One clear and troubling example of a domestic biological threat to our system of food and agriculture is the way the industrial meat giants raise and process livestock. Last year, snipers killed 12 people around the nation’s capital. Listeria bacteria suspected of coming from poultry processors killed eight people, sickened at least 54 others and caused three miscarriages or stillbirths in the Northeast, prompting a record recall of 32 million pounds of meat. I asked my students what differences there were between the two tragedies.

The class had just read Eric Schlosser’s "Fast Food Nation," which documents how lax some of the nation's meat-packing giants, and even the government, have been about food safety. The result: contamination that has led to injury and death. The only differences my class saw were that the shootings received massive news coverage but the poisoning victims in the listeria case died quietly in hospitals with little media attention.

There are other ways of protecting our food and agriculture. My friend Mary Berry Smith, who farms in Kentucky , says, "Our country, through its ruinous desire for cheap food, has nearly destroyed the safest food system we could have: farmers feeding the people closest to them." Her family sells most of their farm products direct to customers: "Our customers trust us to provide delicious, healthy, safe food; we trust them to pay us a fair price."
________
▶ **Tasks and exercises**:
a) Reproduce word for word the part of the food safety passage from "One clear and" to "the two tragedies.".
b) In the food safety passage, how many pounds of meat did the listeria outbreak prompt a record recall of?

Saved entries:
________
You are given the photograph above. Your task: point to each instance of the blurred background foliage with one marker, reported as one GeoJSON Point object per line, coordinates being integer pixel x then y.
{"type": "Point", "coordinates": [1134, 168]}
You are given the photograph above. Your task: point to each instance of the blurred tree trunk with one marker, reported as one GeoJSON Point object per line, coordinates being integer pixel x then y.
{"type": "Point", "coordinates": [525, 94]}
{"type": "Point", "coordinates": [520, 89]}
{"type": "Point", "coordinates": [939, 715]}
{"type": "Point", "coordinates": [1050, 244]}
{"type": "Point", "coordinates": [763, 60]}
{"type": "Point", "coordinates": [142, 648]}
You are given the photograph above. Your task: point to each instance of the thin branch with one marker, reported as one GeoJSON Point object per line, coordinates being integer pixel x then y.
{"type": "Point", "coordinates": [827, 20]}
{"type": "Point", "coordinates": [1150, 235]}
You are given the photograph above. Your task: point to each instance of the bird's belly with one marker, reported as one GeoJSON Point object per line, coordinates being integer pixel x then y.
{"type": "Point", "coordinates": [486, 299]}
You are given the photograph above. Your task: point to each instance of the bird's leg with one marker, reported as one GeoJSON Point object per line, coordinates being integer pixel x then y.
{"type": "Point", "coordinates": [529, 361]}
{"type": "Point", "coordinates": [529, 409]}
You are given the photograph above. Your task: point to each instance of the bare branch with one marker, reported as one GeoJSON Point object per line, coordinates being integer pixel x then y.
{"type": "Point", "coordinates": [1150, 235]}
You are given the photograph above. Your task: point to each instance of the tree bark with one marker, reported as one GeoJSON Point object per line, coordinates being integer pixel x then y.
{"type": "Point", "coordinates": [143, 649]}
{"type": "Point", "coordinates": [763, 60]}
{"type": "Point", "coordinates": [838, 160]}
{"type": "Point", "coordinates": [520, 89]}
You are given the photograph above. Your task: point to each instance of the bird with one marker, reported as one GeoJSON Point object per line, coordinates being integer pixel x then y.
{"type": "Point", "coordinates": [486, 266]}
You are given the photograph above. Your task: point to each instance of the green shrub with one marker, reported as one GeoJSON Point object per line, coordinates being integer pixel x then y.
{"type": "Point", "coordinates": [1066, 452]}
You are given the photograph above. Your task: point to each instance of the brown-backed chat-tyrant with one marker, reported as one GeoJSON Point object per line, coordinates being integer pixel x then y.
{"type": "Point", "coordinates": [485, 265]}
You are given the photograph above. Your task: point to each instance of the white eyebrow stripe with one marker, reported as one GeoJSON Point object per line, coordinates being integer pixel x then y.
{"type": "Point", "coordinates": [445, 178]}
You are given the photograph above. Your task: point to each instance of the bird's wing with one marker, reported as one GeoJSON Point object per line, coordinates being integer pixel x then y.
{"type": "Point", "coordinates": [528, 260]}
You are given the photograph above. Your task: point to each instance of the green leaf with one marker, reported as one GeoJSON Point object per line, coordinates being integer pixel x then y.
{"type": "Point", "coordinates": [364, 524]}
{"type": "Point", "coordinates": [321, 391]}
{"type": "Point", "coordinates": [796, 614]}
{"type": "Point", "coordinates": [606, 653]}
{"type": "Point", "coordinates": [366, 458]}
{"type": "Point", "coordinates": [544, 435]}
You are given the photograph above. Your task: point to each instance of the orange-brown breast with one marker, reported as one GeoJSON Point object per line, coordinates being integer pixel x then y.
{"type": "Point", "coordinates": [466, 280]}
________
▶ **Answers for the exercise**:
a)
One clear and troubling example of a domestic biological threat to our system of food and agriculture is the way the industrial meat giants raise and process livestock. Last year, snipers killed 12 people around the nation’s capital. Listeria bacteria suspected of coming from poultry processors killed eight people, sickened at least 54 others and caused three miscarriages or stillbirths in the Northeast, prompting a record recall of 32 million pounds of meat. I asked my students what differences there were between the two tragedies.

b) 32 million pounds